→ **Set problem**
Count the lines in the records below that contain the string "hand". Give only the number.

[Boundary annotation records]
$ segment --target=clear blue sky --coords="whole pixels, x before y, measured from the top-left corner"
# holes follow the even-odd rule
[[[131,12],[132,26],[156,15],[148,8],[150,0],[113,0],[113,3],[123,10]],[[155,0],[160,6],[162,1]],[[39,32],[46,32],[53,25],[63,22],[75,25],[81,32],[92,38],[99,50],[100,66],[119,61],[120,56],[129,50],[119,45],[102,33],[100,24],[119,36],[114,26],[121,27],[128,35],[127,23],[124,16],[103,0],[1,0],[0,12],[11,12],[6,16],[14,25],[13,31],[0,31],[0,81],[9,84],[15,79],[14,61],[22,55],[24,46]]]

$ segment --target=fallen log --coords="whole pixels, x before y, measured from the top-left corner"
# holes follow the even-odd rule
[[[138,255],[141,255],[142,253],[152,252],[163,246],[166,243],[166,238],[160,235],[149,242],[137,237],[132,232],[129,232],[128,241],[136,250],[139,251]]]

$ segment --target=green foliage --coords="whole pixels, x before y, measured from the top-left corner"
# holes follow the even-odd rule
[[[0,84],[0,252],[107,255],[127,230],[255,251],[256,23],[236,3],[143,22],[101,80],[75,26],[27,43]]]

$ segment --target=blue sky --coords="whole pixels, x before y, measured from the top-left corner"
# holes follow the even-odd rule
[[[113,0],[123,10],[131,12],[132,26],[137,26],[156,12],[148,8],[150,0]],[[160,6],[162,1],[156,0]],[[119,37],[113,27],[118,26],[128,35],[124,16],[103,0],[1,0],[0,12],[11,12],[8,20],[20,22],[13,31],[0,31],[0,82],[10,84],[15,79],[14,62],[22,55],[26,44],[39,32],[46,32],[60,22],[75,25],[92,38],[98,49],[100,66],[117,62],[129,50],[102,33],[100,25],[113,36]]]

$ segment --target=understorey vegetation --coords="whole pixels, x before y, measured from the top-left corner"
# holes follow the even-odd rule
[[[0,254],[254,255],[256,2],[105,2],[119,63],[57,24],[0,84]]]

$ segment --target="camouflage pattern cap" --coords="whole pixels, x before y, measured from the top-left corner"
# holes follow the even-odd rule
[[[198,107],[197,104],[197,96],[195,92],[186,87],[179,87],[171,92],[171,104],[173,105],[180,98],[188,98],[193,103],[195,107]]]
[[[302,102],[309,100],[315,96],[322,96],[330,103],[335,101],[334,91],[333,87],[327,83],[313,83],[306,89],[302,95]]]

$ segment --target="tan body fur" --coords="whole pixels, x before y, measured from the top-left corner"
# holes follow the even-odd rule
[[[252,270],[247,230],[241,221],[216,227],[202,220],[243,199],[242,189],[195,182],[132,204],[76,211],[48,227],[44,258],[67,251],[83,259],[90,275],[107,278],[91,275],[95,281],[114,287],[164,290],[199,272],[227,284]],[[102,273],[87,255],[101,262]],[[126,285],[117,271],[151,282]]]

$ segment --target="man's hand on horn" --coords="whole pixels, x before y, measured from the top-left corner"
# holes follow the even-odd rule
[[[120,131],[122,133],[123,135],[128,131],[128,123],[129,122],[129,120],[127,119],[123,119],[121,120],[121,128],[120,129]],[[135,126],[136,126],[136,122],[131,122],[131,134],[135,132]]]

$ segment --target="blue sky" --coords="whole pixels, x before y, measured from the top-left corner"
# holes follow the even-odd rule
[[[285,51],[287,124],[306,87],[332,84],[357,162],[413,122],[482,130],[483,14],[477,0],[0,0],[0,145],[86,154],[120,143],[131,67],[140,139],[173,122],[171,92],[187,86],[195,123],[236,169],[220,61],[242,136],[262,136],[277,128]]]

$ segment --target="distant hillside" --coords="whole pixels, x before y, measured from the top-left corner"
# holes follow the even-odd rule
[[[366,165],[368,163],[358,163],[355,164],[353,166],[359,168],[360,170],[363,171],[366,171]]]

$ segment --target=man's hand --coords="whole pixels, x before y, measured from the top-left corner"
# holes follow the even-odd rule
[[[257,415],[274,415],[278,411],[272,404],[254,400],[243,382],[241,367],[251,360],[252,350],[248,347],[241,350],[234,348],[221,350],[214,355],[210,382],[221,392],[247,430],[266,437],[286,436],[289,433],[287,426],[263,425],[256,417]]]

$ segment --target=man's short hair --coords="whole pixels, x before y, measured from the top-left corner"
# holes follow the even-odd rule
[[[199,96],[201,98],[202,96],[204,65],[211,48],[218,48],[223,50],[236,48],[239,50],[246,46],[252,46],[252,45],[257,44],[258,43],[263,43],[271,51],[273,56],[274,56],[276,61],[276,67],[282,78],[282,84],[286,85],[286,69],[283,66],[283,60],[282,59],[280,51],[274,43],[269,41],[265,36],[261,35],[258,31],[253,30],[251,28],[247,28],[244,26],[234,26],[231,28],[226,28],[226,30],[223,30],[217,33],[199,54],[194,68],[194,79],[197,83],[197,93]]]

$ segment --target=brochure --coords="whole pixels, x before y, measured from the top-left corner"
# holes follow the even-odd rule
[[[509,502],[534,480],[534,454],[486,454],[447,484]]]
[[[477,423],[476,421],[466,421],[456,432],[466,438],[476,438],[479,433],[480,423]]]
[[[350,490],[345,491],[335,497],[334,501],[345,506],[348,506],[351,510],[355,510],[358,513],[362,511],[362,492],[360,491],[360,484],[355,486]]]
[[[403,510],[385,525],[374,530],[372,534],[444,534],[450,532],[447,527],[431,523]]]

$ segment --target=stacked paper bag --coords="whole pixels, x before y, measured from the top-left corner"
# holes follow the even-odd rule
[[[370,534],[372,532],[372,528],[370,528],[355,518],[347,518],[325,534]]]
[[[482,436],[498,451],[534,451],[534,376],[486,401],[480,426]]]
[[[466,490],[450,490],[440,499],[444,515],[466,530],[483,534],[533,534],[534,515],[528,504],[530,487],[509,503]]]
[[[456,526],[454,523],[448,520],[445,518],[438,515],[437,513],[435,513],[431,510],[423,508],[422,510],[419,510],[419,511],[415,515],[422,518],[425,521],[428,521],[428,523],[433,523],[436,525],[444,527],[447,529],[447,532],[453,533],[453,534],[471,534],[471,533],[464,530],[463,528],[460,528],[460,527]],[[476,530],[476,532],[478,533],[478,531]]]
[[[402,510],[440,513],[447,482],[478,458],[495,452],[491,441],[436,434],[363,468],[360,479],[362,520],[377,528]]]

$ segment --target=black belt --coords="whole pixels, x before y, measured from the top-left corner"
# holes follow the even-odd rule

→ **Answer to this task**
2